### Selection
In a dual-stack network (i.e., one that contains both IPv4 [RFC0791] and IPv6 [RFC2460] prefixes and routes), or in an IPv6-only network that uses multiple prefixes allocated by upstream providers that implement BCP 38 ingress filtering [RFC2827], the fact that two hosts that need to communicate have addresses using the same architecture does not imply that the network has usable routes connecting them, or that those addresses are useful to the applications in question. In addition, the process of establishing a session using the sockets API [RFC3493] is generally described in terms of obtaining a list of possible addresses for a peer (which will normally include both IPv4 and IPv6 addresses) using getaddrinfo() and trying them in sequence until one succeeds or all have failed. This naive algorithm, if implemented as described, has the side effect of making the worst- case delay in establishing a session far longer than human patience normally allows.
This has the effect of discouraging users from enabling IPv6 in their equipment or content providers from offering AAAA records for their services.
This note describes a test to determine how quickly an application can reliably open sessions in a complex environment, such as dual- stack (IPv4+IPv6) deployment or IPv6 deployment with multiple prefixes and upstream ingress filtering. This is not a test of a specific algorithm, but a measurement of the external behavior of the application and its host system as a black box. The "happy eyeballs" question is this: how long does it take an application to open a session with a server or peer, under best-case and worst-case conditions?

### Data entries
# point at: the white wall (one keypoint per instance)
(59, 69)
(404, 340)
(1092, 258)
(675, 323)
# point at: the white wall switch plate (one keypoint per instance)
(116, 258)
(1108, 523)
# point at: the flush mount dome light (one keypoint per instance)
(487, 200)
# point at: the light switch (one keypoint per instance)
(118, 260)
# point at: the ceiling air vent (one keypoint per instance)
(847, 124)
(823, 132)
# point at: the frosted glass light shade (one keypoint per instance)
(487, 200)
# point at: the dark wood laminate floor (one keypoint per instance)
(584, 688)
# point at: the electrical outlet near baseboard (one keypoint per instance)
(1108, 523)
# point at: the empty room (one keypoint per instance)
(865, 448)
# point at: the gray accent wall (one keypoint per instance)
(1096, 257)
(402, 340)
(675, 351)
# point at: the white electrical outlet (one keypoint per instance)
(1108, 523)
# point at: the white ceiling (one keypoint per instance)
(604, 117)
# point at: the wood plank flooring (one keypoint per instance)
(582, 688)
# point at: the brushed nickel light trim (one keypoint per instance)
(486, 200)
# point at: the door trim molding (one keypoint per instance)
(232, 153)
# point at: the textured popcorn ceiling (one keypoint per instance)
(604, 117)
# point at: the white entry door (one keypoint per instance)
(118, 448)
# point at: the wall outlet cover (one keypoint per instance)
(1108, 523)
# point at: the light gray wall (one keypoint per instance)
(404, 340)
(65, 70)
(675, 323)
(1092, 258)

### Requests
- A) Quote the stretch of the dual-stack networking text from "This has the" through "and worst-case conditions?".
- B) Write what comes next in the text on dual-stack connection timing, starting after its last sentence.

### Task-by-task results
- A)
This has the effect of discouraging users from enabling IPv6 in their equipment or content providers from offering AAAA records for their services.
This note describes a test to determine how quickly an application can reliably open sessions in a complex environment, such as dual- stack (IPv4+IPv6) deployment or IPv6 deployment with multiple prefixes and upstream ingress filtering. This is not a test of a specific algorithm, but a measurement of the external behavior of the application and its host system as a black box. The "happy eyeballs" question is this: how long does it take an application to open a session with a server or peer, under best-case and worst-case conditions?

- B)
The methods defined here make the assumption that the initial communication setup of many applications can be summarized by the measuring the DNS query/response and transport-layer handshaking, because no application-layer communication takes place without these steps.
The methods and metrics defined in this note are ideally suited for laboratory operation, as this affords the greatest degree of control to modify configurations quickly and produce consistent results.
However, if the device under test is operated as a single user with limited query and stream generation, then there's no concern about overloading production network devices with a single "set of eyeballs". Therefore, these procedures and metrics MAY be applicable to a production network application, as long as the injected traffic represents a single user's typical traffic load, and the testers adhere to the precautions of the relevant network with respect to re- configuration of devices in production.
The key words "MUST", "MUST NOT", "REQUIRED", "SHALL", "SHALL NOT", "SHOULD", "SHOULD NOT", "RECOMMENDED", "MAY", and "OPTIONAL" in this document are to be interpreted as described in [RFC2119].
2. Measuring Eyeball Happiness
This measurement determines the amount of time it takes an application to establish a session with a peer in the presence of at least one IPv4 and multiple IPv6 prefixes and a variety of network behaviors. ISPs are reporting that a host (Mac OS X, Windows, Linux, FreeBSD, etc.) that has more than one address (an IPv4 and an IPv6 address, two global IPv6 addresses, etc.) may serially try addresses, allowing each TCP setup to expire, taking several seconds for each attempt. There have been reports of lengthy session setup times -- in various application and OS combinations, anywhere from multi- second to half an hour -- as a result. The amount of time necessary to establish communication between two entities should be approximately the same regardless of the type of address chosen or the viability of routing in the specific network; users will expect this time to be consistent with their current experience (else, happiness is at risk).
2.1. Happy Eyeballs Test-Bed Configuration
The configuration of equipment and applications is as shown in Figure 1.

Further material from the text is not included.